◆ **Stated goal 1**: Translate this sentence from the post on Senate jobless aid below into Spanish: "It's too early for large, immediate spending cuts, Bernanke said."
◆ **Stated goal 2**:
Answer these from the post on Senate jobless aid below:
(a) How many people had already lost benefits since the extension didn't pass by June 1?
(b) Which Wisconsin senator is named as one of the staunch liberals voicing concern about the deficit?
(c) On what day is the new bill being prepared for a vote?

::: Passage given

Posted: June 17, 2010 02:53 AM

Senate Fights for Billionaire Fund Managers' Tax Breaks, Blocks Jobless Aid

What's Your Reaction:

Key Democrats on Wednesday abandoned the latest pretense that they cared more about helping the jobless than they do about protecting tax breaks for Wall Street fund managers. Despite official jobless rates at nearly 10% -- and close to 40% if you count the under-employed in areas like Washington's impoverished Anacostia , a few miles from Capitol Hill, nearly a dozen Democratic Senators joined with Republicans to block an extension of unemployment benefits, aid to states and even job-creating tax breaks for businesses.

As the Washington Independent summed up:

The $140 billion measure looks increasingly unlikely to pass -- leaving thousands losing unemployment benefits every week -- due to intransigence from both Democrats and Republicans. Yesterday, Sen. Ben Nelson (D-Neb.) told reporters that he does not support the deficit spending. "Borrowing and deficit spending at the point of a crisis is one thing, but when you're in recovery, borrowing and deficit spending is another thing. Borrowing during a recovery is risky because it may slow down the recovery," he told The Hill. "If everything is an emergency then nothing is."

The upshot of the Senate's inaction is that 325,000 people have already lost benefits since the extension didn't pass by June 1, and by the end of the month, if Congress fails to act, about 1.25 million will be denied the unemployment assistance they're owed. As Andrew Stettner, the deputy director of the National Employment Law Project, told In These Times, "We're letting the economy go off a cliff." Unemployment assistance also boosts the economy by leading to direct spending.

UPDATE: A new bill is being prepared for a vote Friday that makes as much as $20 billion in additional cuts and drops an extra $25 in benefits, but whether that will be enough to secure support from moderate Democrats is still open to question.

Instead, Senators, including a few otherwise staunch liberals such as Wisconsin's Russ Feingold, are expressing greater concerns about the deficit, despite the view of most economists that short-term spending to help the jobless is more needed than sharp cuts in the deficit. Even Fed chairman Ben Bernanke and White House economists argue for a stimulus for workers and the economy, as an AP story points out:

Federal Reserve Chairman Ben Bernanke warned last week that while lawmakers need to come up with a plan for tackling the nation's long-term deficit crisis, the U.S. recovery is still fragile. It's too early for large, immediate spending cuts, Bernanke said.

::::::
::: Information shown

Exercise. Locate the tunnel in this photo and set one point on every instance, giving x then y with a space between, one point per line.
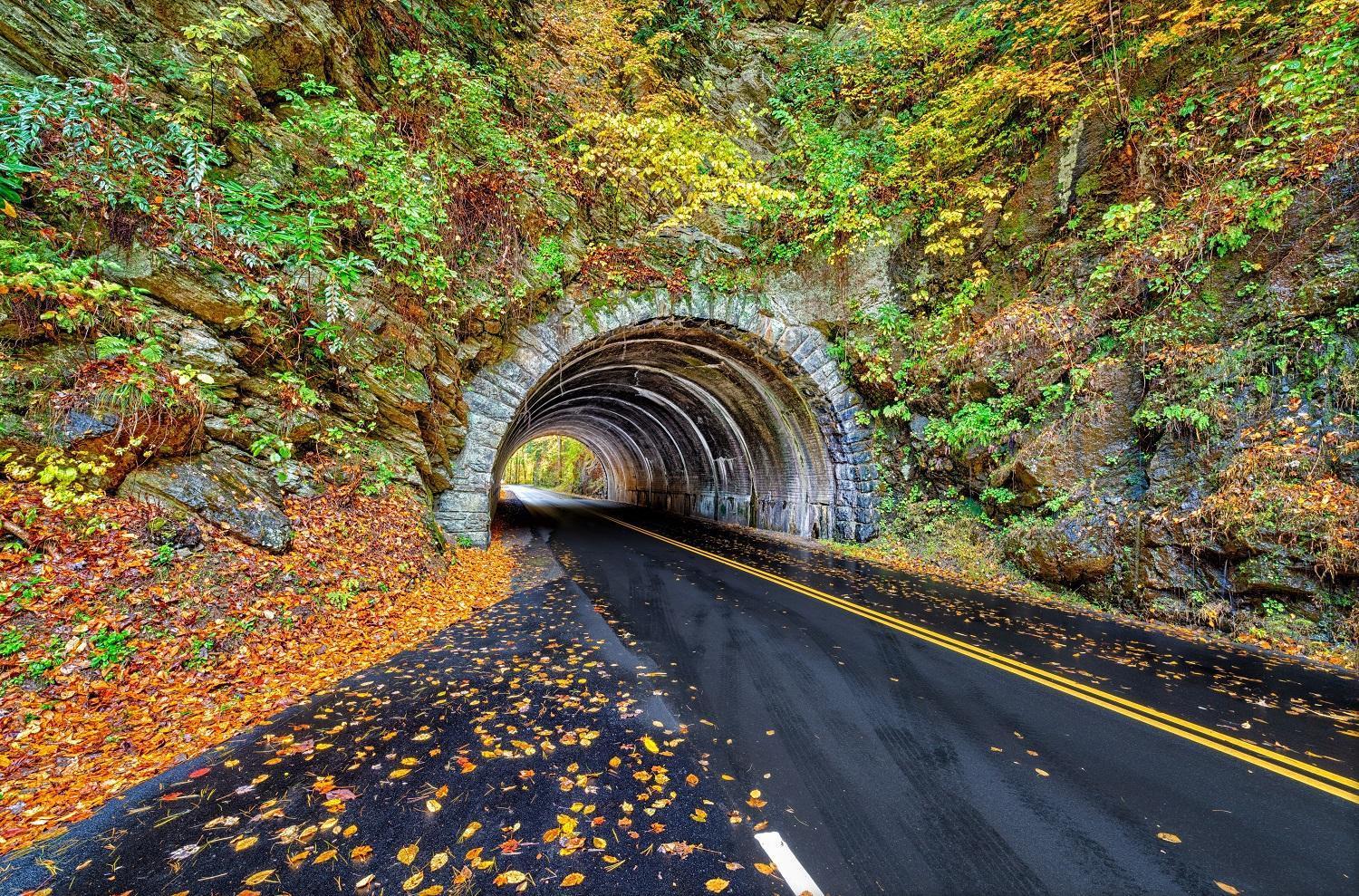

::::::

◆ **Full solution 1**: Es demasiado pronto para recortes de gasto grandes e inmediatos, dijo Bernanke.

◆ **Full solution 2**:
(a) 325,000
(b) Russ Feingold
(c) Friday